▸ PROVIDED TEXT
- - - -

The easiest thing you can do to help reduce your risk is not to allocate a lot of assets to cryptocurrencies, especially during the late cycle.
Remember, cryptocurrencies are classified as a high-risk asset class. Towards the end of the cycle, the greater the risk associated with volatility, BTC can drop so quickly that you panic and sell at a loss at this point.
So based on your circumstances, don’t use excessive leverage. Invest only the amount you can afford to lose, and this amount is different for everyone.
Always want to make sure you are investing, not gambling.
Another thing that helps reduce risk is to break it down into three main phases – Time to Accumulate, Time to Hold, and Time to Sell.
When the market crashes more than 50%, we enter a good time to accumulate. You will notice this is when most people are panicking and selling their crypto for cheap.
Then we move on to phase two, which is the time to hold, which goes on until the market recovers and starts to set new highs.

- - - -

▸ DATA SEGMENT

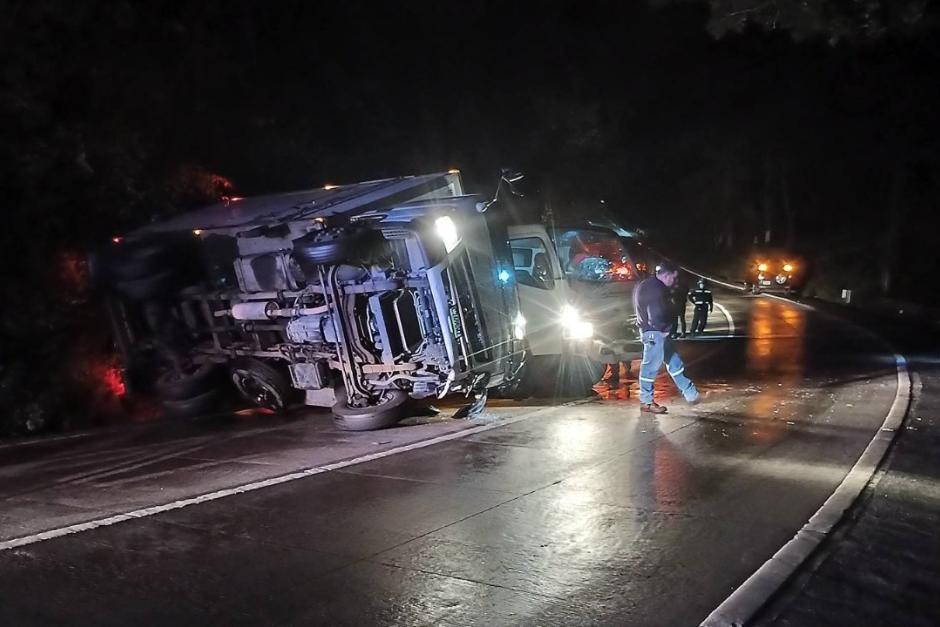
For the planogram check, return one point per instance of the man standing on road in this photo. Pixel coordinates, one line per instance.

- - - -

▸ REQUIRED TASKS
1. In the cryptocurrency risk text, what market drop marks a good time to accumulate?
2. Reproduce the passage of the cryptocurrency risk text from "Another thing that" up to and including "crypto for cheap.".

▸ RESULTS OF THE EXERCISE
1. A market crash of more than 50%.

2.
Another thing that helps reduce risk is to break it down into three main phases – Time to Accumulate, Time to Hold, and Time to Sell.
When the market crashes more than 50%, we enter a good time to accumulate. You will notice this is when most people are panicking and selling their crypto for cheap.